Excerpt Block Start
In the center of the room, people sighed and asked for water. Suddenly, it was quite clear what a Cuddle Party resembles most: an Ecstasy party without the Ecstasy. By the end, Zoidberg and Michelle were swapping spoons in the deep end, and the room’s cuddle range spanned from whispered conversations to tender ear kisses, from hand rubs to “the lounge chair,” wherein one person laid on another’s back. The photographer on duty had her hair played with, and I’d allowed Mike to give me a lower back massage and, even, for a brief moment, to tickle my neck. He was the one who pulled away from that, saying, “Oh, I see,” and chuckling.

About ten minutes before the party’s conclusion, Suz rang her gentle bell again, calling attention to the center of the room. About three hours had mysteriously passed remember Dane’s “timeless altered state that touch induces”? Samzy encouraged us to eat protein before leaving, and to ground ourselves before attempting to interact outside of the party. Violet added that we should be extra gentle with ourselves: Don’t go straight to the grocery store or other less-than-cuddly places. Finally, Suz cautioned that after participants left this protected environment, it would be up to us whether to carry the freedom to say no, the respect inherent in asking constant permission, into our everyday lives.


Snuggles and Singles

“At every party there’s something that hasn’t happened before,” Suz says. Like the time, and it’s only happened once, she adds, when a guy left at the end of the welcome circle, with a refund, because he didn’t find any women there attractive. Although leaving the party for that reason is unusual, it’s not so out of the ordinary for newbies to view Cuddle Party as a dating scene. But people get past that, she explains: “More often than not, there’s somebody at the end of the circle that will say, you know, ‘I came in here and I looked around, and I went, ‘Oh, my god, there’s no one here I’d like to cuddle with.’ And at the end, I thought, ‘There’s no one here I wouldn’t want to cuddle with.'”

Founder Mihalko is more pragmatic — he says the parties are clearly part workshop, part social event. Cuddle parties weren’t meant to be singles’ scenes, but he admits “they’re definitely being taken advantage of in a really positive way by people who are single.” If and when people decide to hang out or date after the party, he says, they have “this really awesome set of rules and communication skills built in that you can take into the rest of your friendship or relationship.”
Excerpt Block End
Data to examine Block Start
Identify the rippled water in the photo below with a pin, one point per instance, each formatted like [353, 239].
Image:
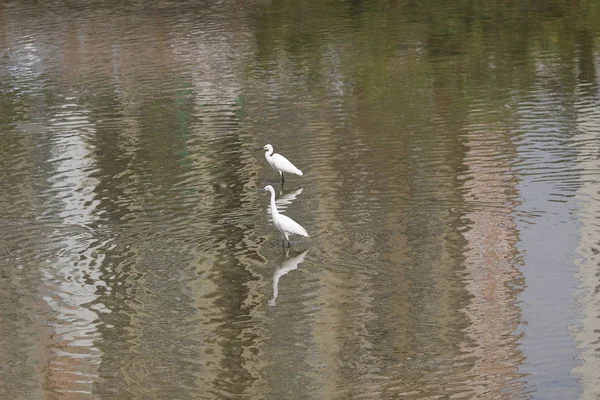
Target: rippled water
[451, 177]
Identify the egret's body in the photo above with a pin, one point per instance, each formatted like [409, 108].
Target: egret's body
[283, 223]
[279, 162]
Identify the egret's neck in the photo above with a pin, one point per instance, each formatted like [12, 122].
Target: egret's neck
[274, 211]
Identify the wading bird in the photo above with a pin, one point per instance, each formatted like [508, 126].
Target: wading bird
[285, 224]
[279, 162]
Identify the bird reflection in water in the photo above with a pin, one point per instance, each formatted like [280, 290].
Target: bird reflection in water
[288, 264]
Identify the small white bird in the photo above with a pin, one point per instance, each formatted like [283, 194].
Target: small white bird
[279, 162]
[285, 224]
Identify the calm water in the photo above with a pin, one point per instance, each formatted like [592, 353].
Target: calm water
[451, 160]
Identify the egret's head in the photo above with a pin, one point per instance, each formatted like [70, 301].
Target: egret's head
[267, 188]
[266, 147]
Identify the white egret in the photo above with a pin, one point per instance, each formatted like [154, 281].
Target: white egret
[285, 224]
[279, 162]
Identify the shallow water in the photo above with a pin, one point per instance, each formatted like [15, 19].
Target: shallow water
[450, 189]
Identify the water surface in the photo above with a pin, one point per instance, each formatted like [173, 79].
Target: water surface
[450, 189]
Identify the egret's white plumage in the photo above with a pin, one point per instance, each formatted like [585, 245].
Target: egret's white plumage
[279, 162]
[283, 223]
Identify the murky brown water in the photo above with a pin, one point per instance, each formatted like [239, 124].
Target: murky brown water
[451, 178]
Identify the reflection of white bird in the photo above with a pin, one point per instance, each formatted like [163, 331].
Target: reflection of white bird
[288, 264]
[286, 199]
[285, 224]
[279, 162]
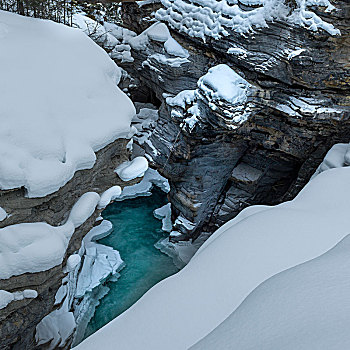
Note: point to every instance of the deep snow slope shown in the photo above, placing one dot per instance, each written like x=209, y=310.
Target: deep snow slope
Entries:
x=259, y=243
x=60, y=111
x=59, y=103
x=305, y=308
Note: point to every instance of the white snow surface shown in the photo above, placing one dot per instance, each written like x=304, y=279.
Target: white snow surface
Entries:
x=144, y=187
x=3, y=214
x=7, y=297
x=54, y=116
x=164, y=214
x=34, y=247
x=211, y=18
x=109, y=195
x=258, y=244
x=306, y=308
x=132, y=169
x=223, y=83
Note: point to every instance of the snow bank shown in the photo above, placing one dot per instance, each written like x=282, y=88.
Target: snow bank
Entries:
x=109, y=195
x=144, y=187
x=54, y=115
x=3, y=214
x=132, y=169
x=211, y=18
x=7, y=297
x=223, y=83
x=81, y=289
x=164, y=214
x=304, y=308
x=337, y=157
x=34, y=247
x=220, y=86
x=257, y=244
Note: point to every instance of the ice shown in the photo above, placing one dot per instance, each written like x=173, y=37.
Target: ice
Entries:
x=109, y=195
x=159, y=32
x=7, y=297
x=223, y=83
x=72, y=262
x=3, y=214
x=34, y=247
x=164, y=214
x=215, y=19
x=83, y=282
x=83, y=208
x=54, y=131
x=132, y=169
x=258, y=244
x=337, y=157
x=295, y=53
x=143, y=188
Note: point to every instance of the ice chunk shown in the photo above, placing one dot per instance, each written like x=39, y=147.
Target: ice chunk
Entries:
x=109, y=195
x=133, y=169
x=54, y=131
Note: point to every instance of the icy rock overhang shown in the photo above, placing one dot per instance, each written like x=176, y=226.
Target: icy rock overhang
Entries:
x=259, y=243
x=211, y=18
x=226, y=93
x=59, y=104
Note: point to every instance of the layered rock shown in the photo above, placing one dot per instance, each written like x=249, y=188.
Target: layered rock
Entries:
x=220, y=155
x=19, y=319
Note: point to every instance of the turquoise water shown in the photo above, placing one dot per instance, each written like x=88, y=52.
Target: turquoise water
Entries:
x=134, y=235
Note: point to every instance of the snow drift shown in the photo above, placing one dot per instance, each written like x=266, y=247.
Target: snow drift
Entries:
x=258, y=244
x=59, y=103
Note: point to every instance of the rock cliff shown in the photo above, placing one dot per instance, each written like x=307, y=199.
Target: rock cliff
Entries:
x=221, y=155
x=19, y=319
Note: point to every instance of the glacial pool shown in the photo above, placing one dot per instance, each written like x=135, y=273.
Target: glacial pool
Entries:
x=135, y=231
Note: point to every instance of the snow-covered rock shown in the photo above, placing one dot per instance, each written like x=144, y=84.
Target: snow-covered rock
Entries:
x=211, y=18
x=259, y=243
x=131, y=170
x=54, y=115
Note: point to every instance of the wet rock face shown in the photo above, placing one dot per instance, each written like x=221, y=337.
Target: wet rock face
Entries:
x=297, y=109
x=19, y=319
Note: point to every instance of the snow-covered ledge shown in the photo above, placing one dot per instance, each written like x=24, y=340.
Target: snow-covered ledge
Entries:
x=64, y=129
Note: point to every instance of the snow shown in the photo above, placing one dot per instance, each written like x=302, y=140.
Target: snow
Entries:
x=34, y=247
x=88, y=270
x=54, y=130
x=132, y=169
x=258, y=244
x=211, y=18
x=7, y=297
x=3, y=214
x=72, y=262
x=164, y=214
x=223, y=83
x=55, y=329
x=144, y=187
x=219, y=86
x=109, y=195
x=304, y=308
x=337, y=157
x=83, y=208
x=295, y=53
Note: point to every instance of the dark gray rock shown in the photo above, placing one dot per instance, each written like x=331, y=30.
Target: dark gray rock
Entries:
x=19, y=319
x=298, y=109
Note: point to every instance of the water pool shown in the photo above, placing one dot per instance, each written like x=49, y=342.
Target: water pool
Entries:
x=135, y=232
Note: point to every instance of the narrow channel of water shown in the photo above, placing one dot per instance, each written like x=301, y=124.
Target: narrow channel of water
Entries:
x=134, y=235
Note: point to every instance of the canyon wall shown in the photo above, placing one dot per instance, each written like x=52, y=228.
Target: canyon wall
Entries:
x=264, y=148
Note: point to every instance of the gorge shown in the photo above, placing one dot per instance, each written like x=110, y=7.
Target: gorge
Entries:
x=239, y=108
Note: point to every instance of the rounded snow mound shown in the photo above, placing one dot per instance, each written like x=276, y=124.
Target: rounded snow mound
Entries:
x=59, y=103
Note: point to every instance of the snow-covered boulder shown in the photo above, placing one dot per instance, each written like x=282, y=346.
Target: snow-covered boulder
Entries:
x=259, y=243
x=59, y=104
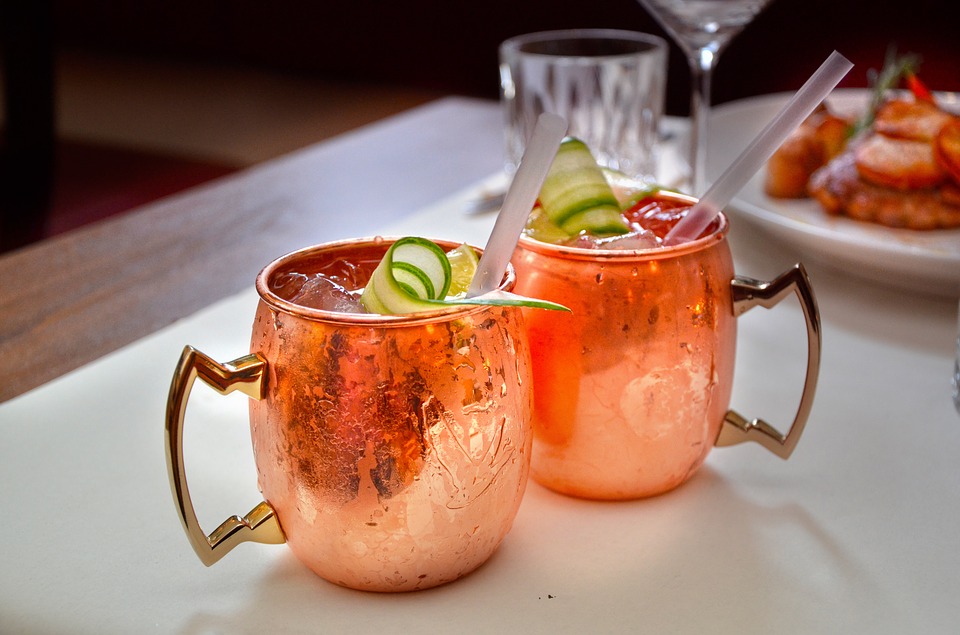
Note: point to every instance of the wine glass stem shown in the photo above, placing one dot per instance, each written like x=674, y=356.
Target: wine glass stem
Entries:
x=701, y=68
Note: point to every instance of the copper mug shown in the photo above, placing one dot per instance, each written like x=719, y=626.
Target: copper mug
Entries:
x=392, y=451
x=632, y=388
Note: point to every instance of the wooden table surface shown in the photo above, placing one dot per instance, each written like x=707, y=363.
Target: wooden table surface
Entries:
x=72, y=299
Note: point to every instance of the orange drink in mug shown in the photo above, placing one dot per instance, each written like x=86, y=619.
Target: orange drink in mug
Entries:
x=392, y=451
x=632, y=387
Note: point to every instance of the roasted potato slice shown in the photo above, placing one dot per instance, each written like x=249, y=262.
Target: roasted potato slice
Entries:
x=946, y=148
x=906, y=119
x=790, y=167
x=901, y=164
x=818, y=139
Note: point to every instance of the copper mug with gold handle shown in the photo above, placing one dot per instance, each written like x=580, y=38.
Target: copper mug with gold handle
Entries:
x=632, y=388
x=392, y=451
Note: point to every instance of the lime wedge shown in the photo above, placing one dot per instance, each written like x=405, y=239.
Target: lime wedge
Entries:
x=463, y=266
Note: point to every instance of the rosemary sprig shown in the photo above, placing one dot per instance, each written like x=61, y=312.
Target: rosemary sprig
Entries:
x=895, y=68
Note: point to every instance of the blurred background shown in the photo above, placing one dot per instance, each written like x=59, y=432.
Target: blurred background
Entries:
x=109, y=103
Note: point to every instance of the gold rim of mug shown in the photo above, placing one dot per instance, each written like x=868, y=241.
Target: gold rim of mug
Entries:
x=363, y=319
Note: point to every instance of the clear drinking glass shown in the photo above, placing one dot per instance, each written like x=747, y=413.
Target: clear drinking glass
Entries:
x=956, y=368
x=608, y=84
x=702, y=29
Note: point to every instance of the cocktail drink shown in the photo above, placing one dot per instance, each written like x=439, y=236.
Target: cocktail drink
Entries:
x=392, y=450
x=632, y=386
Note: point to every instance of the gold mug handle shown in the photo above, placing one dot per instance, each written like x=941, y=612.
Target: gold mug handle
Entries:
x=245, y=374
x=748, y=293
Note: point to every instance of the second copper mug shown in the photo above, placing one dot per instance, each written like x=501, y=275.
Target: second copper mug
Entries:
x=392, y=451
x=632, y=388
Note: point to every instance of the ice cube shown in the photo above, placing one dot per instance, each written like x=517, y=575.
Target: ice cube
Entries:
x=320, y=292
x=638, y=239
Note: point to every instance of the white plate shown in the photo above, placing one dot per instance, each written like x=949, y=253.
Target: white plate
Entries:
x=926, y=261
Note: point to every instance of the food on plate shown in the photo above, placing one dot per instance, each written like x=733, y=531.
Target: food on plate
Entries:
x=898, y=165
x=818, y=139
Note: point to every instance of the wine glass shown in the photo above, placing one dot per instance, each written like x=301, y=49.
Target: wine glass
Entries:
x=702, y=29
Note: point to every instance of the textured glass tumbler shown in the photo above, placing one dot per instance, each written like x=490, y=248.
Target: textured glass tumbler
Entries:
x=392, y=451
x=608, y=84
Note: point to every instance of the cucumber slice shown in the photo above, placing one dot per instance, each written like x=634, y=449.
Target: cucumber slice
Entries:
x=412, y=273
x=415, y=275
x=576, y=196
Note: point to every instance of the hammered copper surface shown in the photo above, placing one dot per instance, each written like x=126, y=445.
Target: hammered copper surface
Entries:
x=631, y=387
x=395, y=451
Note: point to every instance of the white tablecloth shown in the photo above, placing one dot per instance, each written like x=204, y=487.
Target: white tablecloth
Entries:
x=856, y=533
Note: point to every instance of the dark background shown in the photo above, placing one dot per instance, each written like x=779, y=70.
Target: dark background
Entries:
x=452, y=45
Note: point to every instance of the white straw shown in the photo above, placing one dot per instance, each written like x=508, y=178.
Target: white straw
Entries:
x=761, y=149
x=519, y=200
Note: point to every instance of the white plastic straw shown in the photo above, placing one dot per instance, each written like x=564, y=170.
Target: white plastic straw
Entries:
x=519, y=200
x=814, y=91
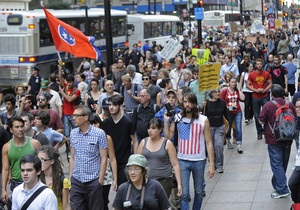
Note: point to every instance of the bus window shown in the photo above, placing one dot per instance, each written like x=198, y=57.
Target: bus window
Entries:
x=118, y=26
x=147, y=31
x=45, y=35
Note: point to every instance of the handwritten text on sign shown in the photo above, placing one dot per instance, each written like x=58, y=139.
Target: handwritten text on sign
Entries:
x=209, y=76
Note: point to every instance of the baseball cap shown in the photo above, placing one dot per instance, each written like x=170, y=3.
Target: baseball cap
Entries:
x=105, y=103
x=44, y=84
x=154, y=73
x=35, y=68
x=170, y=91
x=86, y=65
x=137, y=159
x=48, y=96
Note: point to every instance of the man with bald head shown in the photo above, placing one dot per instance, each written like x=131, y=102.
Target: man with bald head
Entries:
x=291, y=71
x=109, y=91
x=144, y=112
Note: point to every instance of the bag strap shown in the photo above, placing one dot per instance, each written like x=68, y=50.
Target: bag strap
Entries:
x=34, y=195
x=128, y=195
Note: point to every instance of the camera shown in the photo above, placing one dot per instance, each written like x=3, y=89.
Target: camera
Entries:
x=232, y=108
x=170, y=110
x=127, y=204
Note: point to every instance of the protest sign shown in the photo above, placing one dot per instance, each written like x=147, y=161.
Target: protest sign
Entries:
x=202, y=55
x=209, y=76
x=171, y=49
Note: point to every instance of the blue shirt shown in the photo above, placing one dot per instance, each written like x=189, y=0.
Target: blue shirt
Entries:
x=52, y=135
x=292, y=69
x=160, y=115
x=87, y=148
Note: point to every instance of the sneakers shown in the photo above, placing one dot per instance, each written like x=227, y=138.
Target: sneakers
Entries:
x=240, y=151
x=259, y=136
x=276, y=195
x=220, y=170
x=229, y=145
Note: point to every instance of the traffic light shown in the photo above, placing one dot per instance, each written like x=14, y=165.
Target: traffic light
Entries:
x=201, y=3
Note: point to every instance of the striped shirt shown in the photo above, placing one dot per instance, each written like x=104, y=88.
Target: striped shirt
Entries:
x=87, y=148
x=191, y=145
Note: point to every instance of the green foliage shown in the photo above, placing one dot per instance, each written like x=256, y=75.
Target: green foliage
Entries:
x=57, y=4
x=52, y=4
x=35, y=4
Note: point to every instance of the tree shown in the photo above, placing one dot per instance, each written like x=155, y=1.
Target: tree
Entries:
x=35, y=4
x=57, y=4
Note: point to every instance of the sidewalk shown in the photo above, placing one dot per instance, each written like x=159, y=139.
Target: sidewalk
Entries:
x=246, y=181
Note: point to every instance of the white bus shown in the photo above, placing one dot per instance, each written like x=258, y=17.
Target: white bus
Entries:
x=26, y=40
x=157, y=28
x=219, y=18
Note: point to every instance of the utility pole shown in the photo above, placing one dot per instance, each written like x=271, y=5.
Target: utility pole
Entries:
x=200, y=4
x=87, y=31
x=262, y=12
x=241, y=12
x=108, y=35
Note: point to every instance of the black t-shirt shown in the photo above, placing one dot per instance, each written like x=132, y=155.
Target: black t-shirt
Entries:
x=277, y=74
x=35, y=84
x=154, y=90
x=120, y=134
x=215, y=110
x=155, y=197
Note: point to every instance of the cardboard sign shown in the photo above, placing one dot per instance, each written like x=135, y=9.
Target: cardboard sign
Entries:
x=278, y=23
x=209, y=76
x=251, y=39
x=201, y=54
x=263, y=40
x=233, y=27
x=271, y=20
x=171, y=49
Data to examine Block End
▸ **Requirement 1**: Print the stretch of the Cuddle Party excerpt from "About ten minutes" through "our everyday lives.".
▸ **Requirement 2**:
Answer these from the Cuddle Party excerpt:
(a) What did Samzy encourage people to eat before leaving?
(b) Why did one guy leave at the end of the welcome circle?
(c) What two things does Mihalko say the parties are part of?
▸ **Requirement 3**: Pick up the Cuddle Party excerpt after its final sentence and keep it going.
The items come from a different source than the Cuddle Party excerpt.

▸ **Answer 1**:
About ten minutes before the party’s conclusion, Suz rang her gentle bell again, calling attention to the center of the room. About three hours had mysteriously passed remember Dane’s “timeless altered state that touch induces”? Samzy encouraged us to eat protein before leaving, and to ground ourselves before attempting to interact outside of the party. Violet added that we should be extra gentle with ourselves: Don’t go straight to the grocery store or other less-than-cuddly places. Finally, Suz cautioned that after participants left this protected environment, it would be up to us whether to carry the freedom to say no, the respect inherent in asking constant permission, into our everyday lives.

▸ **Answer 2**:
(a) Protein.
(b) He didn't find any women there attractive.
(c) Part workshop, part social event.

▸ **Answer 3**:
Maybe that’s what young Zoidberg had in mind when he called the Express three weeks after the cuddle party, claiming to have just found the reporter’s business card in his wallet. Though he had no particular insights into what Cuddle Party had done for him, he did offer that he attended because he was single, and that he didn’t have anyone to cuddle with on a regular basis. He’d wanted to exchange contact info with people, he said, but I was probably the only one he’d talked to.

“I guess I’d be a little more comfortable with someone my age,” he said. “I mean, I thought you were cool, but then, you’re also, like, a journalist.”

I informed him that I was not his age.

“You’re close enough. But you’re also a journalist, so you want to keep it business, right?”

Right.


Consistently Inconsistent

While every party is different, all must have, organizers say, a reading of the rules and the assertion of a nonsexual vibe. Apart from that, they can be adapted to fit any circumstances.

Normally, for instance, the parties end with a hokey-pokey kind of exercise, one that involves a leg in and a leg out, but no singing. It also involves standing up, which is why Suz decided to skip it — our vibe was too mellow. Other parties, she says, are very chatty, or have a nervous energy that can fuel the more playful activities such as the toboggan, lounge chair, puppy pile, and so on. But some parties are pretty self-directed, and Suz doesn’t feel the need to impose with some sort of cruise-director shtick.

Our party ended with a loosely organized lounge chair exercise and an optional puppy pile, and then another circle, this one to allow participants to acknowledge each other. Finally, we were asked to volunteer a funny phrase that someone had overheard during the course of the afternoon, so that we could all say it together.

All we could manage was “A little to the left.”